**What this task involves**
Reproduce verbatim the lines running from the line containing "Mark the pine" to the line containing "Query: pine tree trunk", including both of those lines.
:: Exercise material
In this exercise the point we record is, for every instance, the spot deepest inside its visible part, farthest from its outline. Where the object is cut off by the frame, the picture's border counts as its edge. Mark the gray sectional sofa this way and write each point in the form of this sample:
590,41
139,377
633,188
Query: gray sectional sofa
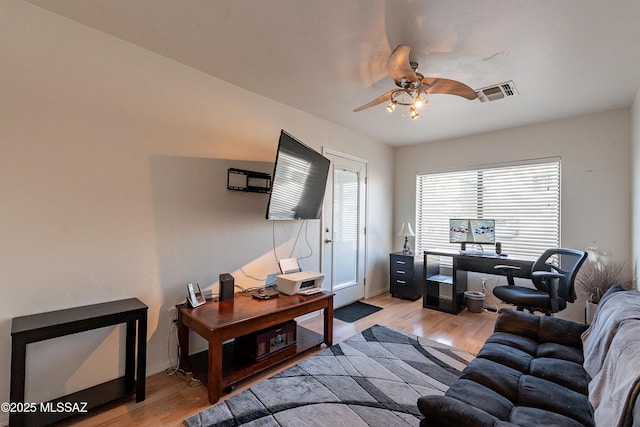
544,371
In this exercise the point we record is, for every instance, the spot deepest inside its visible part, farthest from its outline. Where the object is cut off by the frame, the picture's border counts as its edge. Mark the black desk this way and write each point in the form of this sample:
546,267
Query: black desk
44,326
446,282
::::
:: Exercise material
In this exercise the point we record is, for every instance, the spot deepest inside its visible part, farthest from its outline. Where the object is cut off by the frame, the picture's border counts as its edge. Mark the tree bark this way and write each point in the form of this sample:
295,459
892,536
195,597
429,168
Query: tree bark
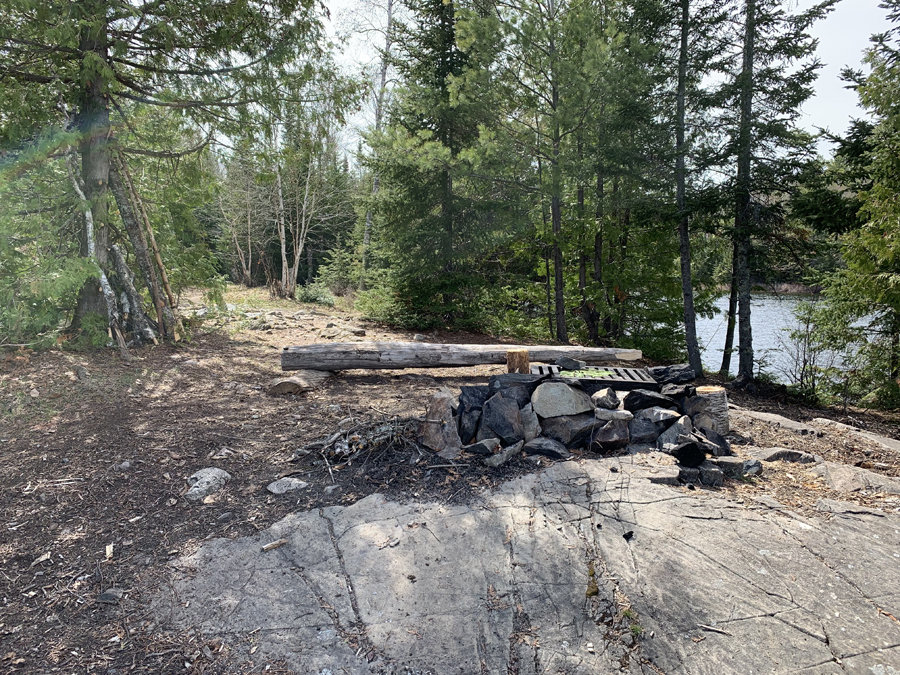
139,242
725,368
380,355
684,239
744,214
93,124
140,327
::::
:: Exercise material
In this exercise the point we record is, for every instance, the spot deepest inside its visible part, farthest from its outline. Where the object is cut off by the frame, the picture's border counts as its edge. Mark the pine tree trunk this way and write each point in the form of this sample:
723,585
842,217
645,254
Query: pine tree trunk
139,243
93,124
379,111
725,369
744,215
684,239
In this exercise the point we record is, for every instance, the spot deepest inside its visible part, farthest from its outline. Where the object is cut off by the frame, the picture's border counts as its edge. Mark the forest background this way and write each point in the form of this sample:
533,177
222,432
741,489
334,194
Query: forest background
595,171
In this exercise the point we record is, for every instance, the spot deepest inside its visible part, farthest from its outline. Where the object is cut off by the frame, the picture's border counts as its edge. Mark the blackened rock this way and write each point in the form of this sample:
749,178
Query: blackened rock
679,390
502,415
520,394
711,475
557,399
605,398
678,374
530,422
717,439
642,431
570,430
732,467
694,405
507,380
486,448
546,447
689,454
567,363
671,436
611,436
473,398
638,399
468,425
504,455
::::
**Finished task**
In this exercise the point we record is, for every instance, the spot deepest inside its visible part, farthest from its outline. Where the object is cut off by the frame, the picture's border counts as its edge. Mark the pine tree trunk this way and write each point in the form of this sample:
723,585
842,217
645,254
Query: pine tree trunk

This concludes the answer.